> _COMPITO DA SVOLGERE_
Ricopia identiche le voci che vanno dalla riga contenente "If you could point at the mountain in" fino alla fine delle voci, entrambi gli estremi inclusi.

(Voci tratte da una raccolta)
================

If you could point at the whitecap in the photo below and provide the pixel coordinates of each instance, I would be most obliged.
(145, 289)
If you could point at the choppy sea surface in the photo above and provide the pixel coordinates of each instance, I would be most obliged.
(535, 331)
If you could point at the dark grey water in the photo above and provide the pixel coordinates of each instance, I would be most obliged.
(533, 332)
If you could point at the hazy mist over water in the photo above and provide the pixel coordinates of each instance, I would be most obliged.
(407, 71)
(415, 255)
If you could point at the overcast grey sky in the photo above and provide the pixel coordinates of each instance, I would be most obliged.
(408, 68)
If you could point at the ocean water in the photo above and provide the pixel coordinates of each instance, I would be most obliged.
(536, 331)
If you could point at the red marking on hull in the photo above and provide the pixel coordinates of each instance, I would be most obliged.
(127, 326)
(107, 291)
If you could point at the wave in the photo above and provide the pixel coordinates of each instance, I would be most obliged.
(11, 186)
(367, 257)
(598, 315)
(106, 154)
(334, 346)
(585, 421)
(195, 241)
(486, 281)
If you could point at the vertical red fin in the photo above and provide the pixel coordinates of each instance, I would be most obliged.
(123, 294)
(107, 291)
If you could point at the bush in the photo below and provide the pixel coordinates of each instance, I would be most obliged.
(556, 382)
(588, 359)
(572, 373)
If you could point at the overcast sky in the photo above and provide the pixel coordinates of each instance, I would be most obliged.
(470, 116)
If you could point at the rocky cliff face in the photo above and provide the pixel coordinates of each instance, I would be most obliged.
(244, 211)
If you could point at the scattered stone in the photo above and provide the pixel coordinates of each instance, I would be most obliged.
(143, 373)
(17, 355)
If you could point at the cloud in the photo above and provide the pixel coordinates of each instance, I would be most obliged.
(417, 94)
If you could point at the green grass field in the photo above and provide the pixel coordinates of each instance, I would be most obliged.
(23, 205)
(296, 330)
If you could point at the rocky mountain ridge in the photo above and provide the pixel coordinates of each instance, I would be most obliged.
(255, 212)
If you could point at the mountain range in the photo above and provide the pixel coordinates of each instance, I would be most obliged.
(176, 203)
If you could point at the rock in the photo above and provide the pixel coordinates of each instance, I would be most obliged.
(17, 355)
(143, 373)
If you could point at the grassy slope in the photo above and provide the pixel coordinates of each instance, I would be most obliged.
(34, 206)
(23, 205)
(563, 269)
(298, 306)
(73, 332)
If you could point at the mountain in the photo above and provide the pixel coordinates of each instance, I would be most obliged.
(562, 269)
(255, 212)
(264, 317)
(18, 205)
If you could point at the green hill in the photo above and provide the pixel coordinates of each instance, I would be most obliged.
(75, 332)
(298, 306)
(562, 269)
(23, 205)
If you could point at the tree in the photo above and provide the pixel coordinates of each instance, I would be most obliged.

================

> _RISPOSTA COMPLETA_
If you could point at the mountain in the photo above and provide the pixel coordinates of each instance, I would be most obliged.
(562, 269)
(255, 212)
(264, 317)
(18, 205)
If you could point at the green hill in the photo above and provide the pixel coordinates of each instance, I would be most obliged.
(75, 332)
(298, 306)
(562, 269)
(23, 205)
If you could point at the tree in the photo above and provide the pixel coordinates of each instance, I would be most obliged.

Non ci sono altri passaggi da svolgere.